## Problem to solve
Reproduce, word for word, the passage of the Modern artifact-card article below from "All these new" up to and including "Kamigawa’s latest spice?".

## Source extract
'''

Kamigawa: Neon Dynasty is more of an artifact set than Kaladesh was, and in terms of exciting Modern playables, it has quite the list to offer for a Standard set release.
All these new cards sit on top of the foundation laid by twenty years of sets. Modern started with Mirrodin block, still the wildest artifact sets in the format. Which of these old Modern artifact-centric cards should you have at the ready for Kamigawa’s latest spice?
Dishonorable Mention: Kaldra Compleat and Stoneforge Mystic
Honorable mentions are overrated. Just add more slots to your list. No one is forcing you to have a round number. It’s time to be a hater and kick off with the package that’s going to fall flat on its face in Modern.
Anything that looks like Tinker deserves a Scryfall search for what it can find in Modern, and the absolute best thing around is Kaldra Compleat. Putting a Kaldra Compleat in your deck is already subsidized by Stoneforge Mystic, so it almost looks like you can build a deck that reliably makes the biggest living weapon in town.

'''

## Material
'''

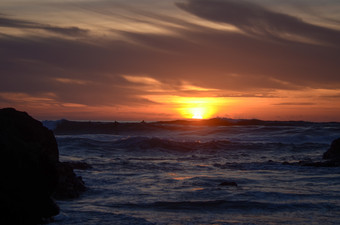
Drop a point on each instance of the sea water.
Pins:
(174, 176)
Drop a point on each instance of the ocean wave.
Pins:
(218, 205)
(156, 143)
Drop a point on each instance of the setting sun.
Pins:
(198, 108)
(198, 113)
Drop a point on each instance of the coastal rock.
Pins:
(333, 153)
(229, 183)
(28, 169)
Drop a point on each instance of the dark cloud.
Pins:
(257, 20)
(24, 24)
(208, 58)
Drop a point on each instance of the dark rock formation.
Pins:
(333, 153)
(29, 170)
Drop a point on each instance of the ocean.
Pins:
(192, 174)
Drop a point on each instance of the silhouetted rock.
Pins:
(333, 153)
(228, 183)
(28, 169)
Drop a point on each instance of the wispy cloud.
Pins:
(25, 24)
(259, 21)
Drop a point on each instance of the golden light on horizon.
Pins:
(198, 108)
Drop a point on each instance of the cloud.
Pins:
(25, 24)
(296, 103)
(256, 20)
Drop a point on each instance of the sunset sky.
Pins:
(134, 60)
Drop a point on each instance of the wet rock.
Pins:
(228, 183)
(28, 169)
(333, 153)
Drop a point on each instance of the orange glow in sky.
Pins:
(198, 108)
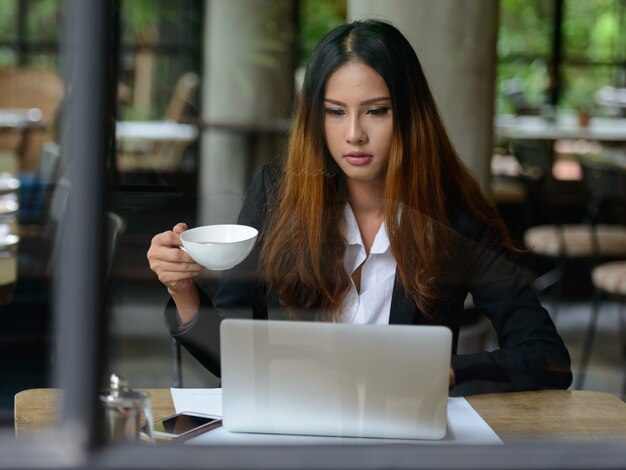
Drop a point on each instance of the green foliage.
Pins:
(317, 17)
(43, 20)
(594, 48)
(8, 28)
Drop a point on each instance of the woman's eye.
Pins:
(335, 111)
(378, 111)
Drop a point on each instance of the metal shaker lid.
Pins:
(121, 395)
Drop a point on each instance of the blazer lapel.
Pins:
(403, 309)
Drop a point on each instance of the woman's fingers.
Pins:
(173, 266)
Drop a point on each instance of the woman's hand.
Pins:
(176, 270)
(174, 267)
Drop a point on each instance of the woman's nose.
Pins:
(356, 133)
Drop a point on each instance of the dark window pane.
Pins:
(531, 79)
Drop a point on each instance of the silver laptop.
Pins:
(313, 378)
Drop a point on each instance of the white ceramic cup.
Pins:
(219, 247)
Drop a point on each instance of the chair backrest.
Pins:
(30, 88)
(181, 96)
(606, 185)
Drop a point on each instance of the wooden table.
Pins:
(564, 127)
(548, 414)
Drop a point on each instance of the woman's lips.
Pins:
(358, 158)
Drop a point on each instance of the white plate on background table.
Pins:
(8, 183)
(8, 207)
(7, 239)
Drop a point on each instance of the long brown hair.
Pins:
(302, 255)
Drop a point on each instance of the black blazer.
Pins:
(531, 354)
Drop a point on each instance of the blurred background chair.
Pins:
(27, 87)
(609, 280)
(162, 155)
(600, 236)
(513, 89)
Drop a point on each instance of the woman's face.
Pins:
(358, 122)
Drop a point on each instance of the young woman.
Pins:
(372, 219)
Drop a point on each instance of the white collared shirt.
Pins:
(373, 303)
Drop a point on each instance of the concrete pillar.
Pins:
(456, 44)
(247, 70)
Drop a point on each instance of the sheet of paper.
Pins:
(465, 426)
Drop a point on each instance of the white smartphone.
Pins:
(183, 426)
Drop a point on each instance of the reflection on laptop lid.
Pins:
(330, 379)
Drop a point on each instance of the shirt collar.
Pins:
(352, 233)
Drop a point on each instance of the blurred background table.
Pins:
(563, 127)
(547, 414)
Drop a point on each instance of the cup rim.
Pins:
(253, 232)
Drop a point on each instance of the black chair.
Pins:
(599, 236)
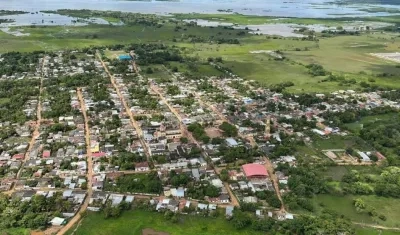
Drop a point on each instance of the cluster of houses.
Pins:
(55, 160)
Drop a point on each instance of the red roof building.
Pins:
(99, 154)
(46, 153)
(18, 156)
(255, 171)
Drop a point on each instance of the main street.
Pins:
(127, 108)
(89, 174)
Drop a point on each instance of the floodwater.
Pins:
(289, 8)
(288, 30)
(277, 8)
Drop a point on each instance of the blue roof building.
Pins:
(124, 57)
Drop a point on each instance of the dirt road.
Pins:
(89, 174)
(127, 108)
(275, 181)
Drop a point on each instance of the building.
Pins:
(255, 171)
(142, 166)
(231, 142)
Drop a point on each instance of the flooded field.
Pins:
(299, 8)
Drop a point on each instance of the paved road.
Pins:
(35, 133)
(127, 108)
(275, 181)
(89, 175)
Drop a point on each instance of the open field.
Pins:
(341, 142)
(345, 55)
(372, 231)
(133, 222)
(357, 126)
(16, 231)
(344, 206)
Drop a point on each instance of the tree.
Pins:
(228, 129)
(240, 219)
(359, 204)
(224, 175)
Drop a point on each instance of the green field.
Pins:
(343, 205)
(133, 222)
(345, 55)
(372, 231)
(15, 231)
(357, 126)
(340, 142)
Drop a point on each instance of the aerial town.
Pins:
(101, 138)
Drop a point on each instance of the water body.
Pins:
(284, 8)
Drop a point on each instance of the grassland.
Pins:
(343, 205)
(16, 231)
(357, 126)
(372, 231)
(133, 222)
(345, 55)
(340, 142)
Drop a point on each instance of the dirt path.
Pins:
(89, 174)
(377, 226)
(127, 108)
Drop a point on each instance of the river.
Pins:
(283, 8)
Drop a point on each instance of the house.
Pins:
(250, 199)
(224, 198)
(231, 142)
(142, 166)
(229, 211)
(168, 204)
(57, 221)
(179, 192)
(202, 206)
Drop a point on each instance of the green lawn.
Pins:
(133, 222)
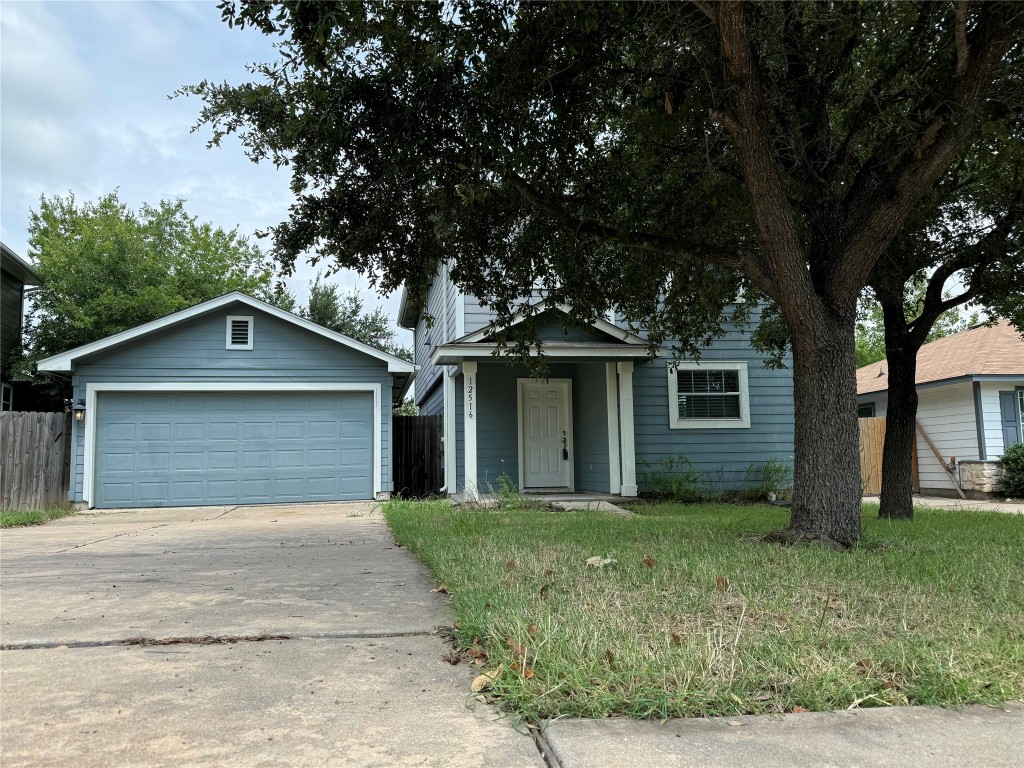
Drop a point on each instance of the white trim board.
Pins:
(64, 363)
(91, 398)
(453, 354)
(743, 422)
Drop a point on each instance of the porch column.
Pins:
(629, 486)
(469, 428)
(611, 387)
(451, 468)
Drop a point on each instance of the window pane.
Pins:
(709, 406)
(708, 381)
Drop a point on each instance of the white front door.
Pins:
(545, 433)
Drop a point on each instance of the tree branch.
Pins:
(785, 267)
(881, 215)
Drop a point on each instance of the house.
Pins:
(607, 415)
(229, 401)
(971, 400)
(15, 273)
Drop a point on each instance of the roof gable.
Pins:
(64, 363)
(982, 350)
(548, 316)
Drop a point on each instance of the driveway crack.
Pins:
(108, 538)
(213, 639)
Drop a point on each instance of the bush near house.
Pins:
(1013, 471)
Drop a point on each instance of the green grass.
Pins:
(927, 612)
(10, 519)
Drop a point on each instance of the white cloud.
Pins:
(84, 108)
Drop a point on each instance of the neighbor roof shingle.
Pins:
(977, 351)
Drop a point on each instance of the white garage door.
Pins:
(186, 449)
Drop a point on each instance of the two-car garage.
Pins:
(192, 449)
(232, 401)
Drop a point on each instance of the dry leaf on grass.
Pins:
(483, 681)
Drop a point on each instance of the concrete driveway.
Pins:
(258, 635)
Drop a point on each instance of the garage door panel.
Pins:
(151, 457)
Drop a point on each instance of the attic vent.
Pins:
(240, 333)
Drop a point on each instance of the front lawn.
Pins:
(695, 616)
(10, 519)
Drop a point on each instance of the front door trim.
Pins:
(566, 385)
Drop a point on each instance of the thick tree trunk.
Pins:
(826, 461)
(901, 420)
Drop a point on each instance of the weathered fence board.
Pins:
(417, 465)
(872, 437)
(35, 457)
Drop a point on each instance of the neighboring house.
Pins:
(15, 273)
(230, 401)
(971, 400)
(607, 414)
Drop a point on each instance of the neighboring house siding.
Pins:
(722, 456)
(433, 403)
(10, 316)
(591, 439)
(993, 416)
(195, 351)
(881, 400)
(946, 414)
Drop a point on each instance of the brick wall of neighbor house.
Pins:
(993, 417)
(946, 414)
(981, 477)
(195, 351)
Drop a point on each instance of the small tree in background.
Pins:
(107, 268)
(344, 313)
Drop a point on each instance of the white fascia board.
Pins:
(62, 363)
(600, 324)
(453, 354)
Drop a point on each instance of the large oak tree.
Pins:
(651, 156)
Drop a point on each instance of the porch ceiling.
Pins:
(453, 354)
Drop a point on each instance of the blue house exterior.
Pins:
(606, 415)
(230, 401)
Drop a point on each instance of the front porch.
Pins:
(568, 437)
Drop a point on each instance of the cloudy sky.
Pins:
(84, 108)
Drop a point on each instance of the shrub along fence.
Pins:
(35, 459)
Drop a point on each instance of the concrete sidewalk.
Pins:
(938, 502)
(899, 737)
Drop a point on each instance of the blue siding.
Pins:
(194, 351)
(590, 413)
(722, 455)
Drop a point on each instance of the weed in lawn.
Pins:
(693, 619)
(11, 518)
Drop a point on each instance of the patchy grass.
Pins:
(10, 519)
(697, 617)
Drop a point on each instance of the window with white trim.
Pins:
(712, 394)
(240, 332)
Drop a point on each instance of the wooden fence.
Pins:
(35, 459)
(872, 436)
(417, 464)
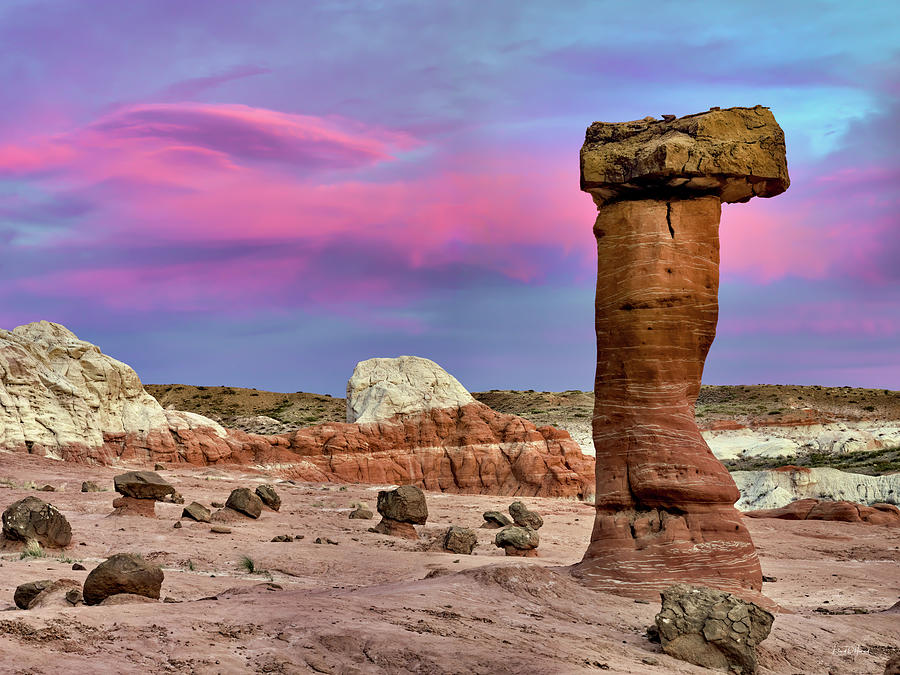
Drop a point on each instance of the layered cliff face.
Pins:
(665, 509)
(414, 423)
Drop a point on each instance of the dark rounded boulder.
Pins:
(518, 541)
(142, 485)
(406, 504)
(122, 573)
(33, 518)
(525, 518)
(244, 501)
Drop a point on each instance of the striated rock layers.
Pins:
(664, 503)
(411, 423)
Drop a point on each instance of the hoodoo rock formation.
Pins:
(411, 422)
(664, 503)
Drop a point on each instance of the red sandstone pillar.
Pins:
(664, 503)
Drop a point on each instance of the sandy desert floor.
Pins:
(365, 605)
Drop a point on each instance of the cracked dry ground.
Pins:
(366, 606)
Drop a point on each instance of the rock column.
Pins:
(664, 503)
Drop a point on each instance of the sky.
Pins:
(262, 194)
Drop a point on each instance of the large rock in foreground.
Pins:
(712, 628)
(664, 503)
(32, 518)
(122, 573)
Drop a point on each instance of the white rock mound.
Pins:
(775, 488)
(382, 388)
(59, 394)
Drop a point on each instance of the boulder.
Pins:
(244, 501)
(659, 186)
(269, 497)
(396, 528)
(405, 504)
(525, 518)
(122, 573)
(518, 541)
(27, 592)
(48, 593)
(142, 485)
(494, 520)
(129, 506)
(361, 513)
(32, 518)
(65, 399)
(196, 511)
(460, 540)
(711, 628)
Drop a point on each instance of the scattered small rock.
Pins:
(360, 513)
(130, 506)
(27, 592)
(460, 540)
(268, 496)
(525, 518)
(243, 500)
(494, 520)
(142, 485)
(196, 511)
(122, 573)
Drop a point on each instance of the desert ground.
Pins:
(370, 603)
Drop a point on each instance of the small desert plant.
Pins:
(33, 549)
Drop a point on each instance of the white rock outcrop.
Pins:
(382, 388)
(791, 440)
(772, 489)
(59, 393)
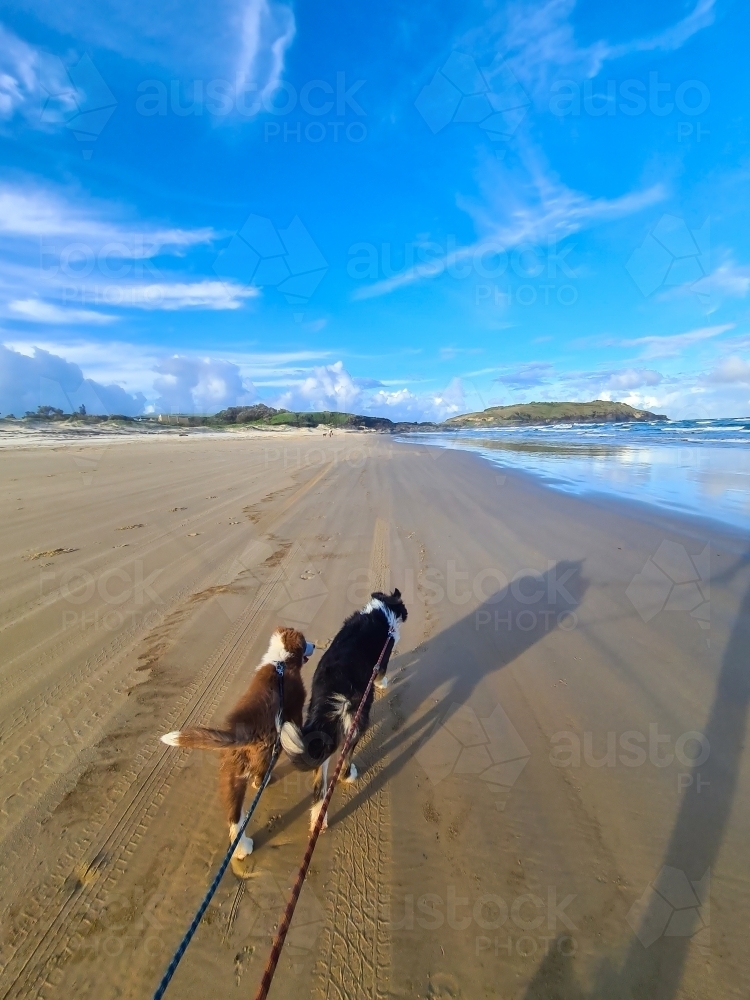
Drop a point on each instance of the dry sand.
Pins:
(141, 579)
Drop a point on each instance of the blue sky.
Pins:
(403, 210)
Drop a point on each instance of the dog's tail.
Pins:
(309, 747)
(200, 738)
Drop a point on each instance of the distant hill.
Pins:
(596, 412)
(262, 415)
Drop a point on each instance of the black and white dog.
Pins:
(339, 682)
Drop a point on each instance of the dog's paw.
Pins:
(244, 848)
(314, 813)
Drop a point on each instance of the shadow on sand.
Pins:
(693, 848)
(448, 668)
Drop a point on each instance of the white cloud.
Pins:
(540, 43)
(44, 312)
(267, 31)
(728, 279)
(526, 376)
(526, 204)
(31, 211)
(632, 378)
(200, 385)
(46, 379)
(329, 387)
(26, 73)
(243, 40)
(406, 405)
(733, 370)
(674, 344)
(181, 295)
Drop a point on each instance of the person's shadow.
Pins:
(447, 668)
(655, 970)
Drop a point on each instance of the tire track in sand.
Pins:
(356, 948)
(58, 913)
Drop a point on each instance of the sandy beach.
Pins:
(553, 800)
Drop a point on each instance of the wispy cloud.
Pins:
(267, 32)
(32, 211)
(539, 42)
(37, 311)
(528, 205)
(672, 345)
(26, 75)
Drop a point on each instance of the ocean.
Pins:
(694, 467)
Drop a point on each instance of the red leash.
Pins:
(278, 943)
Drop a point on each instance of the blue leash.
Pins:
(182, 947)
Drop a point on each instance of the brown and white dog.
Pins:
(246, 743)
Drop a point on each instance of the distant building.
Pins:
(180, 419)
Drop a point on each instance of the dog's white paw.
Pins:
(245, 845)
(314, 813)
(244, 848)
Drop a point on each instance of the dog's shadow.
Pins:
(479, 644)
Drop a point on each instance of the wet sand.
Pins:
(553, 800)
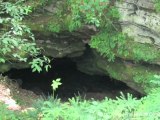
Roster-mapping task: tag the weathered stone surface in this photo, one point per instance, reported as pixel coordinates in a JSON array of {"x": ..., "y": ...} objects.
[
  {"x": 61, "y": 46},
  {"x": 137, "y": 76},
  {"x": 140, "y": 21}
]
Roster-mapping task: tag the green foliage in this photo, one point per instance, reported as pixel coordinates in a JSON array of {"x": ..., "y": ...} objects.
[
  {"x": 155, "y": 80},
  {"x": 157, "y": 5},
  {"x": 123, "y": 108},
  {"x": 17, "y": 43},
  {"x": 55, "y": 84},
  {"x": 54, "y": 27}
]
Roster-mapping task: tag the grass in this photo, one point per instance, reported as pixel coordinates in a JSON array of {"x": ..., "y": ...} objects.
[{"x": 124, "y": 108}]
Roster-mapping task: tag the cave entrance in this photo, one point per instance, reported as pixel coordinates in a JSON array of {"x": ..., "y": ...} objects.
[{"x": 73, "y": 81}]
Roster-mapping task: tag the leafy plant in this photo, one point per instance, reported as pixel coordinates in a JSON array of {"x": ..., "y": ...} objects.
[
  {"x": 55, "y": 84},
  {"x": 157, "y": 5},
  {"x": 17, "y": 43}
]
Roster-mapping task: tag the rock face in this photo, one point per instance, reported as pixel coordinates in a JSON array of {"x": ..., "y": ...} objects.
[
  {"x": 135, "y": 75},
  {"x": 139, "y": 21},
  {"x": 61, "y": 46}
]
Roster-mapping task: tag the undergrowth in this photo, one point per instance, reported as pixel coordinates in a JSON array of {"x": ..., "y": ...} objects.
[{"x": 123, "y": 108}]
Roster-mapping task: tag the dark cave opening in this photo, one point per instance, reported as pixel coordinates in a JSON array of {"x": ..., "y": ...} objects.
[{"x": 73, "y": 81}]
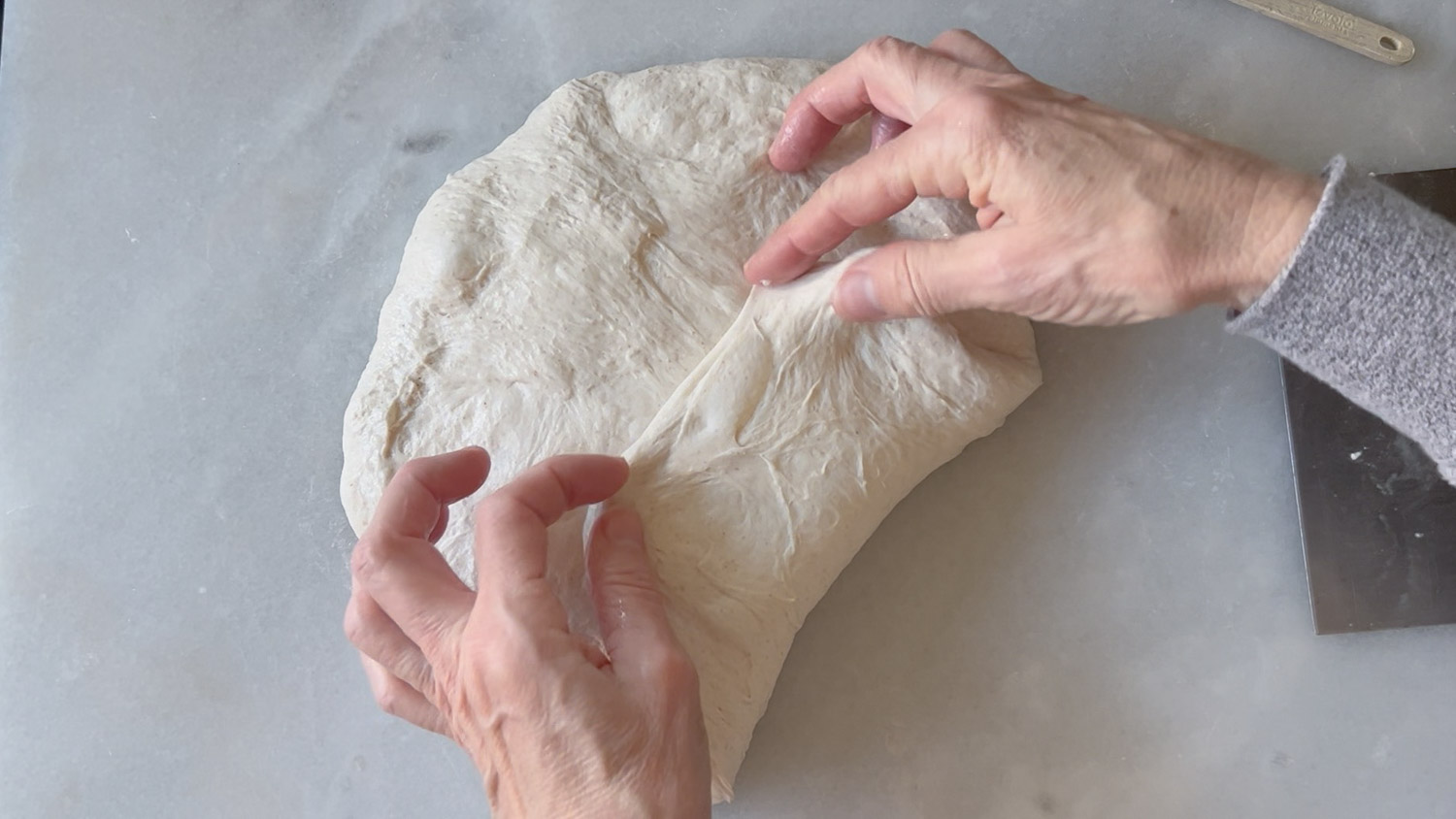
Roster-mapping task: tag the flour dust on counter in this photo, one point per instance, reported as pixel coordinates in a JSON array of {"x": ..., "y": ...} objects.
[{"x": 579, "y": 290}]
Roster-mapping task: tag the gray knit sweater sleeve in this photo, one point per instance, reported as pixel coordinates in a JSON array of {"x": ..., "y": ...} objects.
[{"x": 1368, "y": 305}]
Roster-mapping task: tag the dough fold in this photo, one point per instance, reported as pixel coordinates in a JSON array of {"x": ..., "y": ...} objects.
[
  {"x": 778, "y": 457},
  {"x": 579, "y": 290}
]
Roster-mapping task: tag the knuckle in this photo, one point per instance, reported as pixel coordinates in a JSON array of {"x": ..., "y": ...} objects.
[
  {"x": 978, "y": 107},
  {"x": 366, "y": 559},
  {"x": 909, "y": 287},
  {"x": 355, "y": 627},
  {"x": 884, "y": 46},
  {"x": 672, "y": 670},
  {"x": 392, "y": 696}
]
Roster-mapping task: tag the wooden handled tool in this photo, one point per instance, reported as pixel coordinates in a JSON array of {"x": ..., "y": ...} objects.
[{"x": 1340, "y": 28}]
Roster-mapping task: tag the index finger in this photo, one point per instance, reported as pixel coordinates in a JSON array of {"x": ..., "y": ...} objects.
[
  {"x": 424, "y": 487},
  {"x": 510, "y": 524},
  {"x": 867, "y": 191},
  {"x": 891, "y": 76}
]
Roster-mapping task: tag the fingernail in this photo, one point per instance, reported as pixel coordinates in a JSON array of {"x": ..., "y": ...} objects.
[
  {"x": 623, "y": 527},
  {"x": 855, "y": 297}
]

'''

## Correct output
All these new cards sit on top of the foundation laid by twenty years of sets. Modern started with Mirrodin block, still the wildest artifact sets in the format. Which of these old Modern artifact-centric cards should you have at the ready for Kamigawa’s latest spice?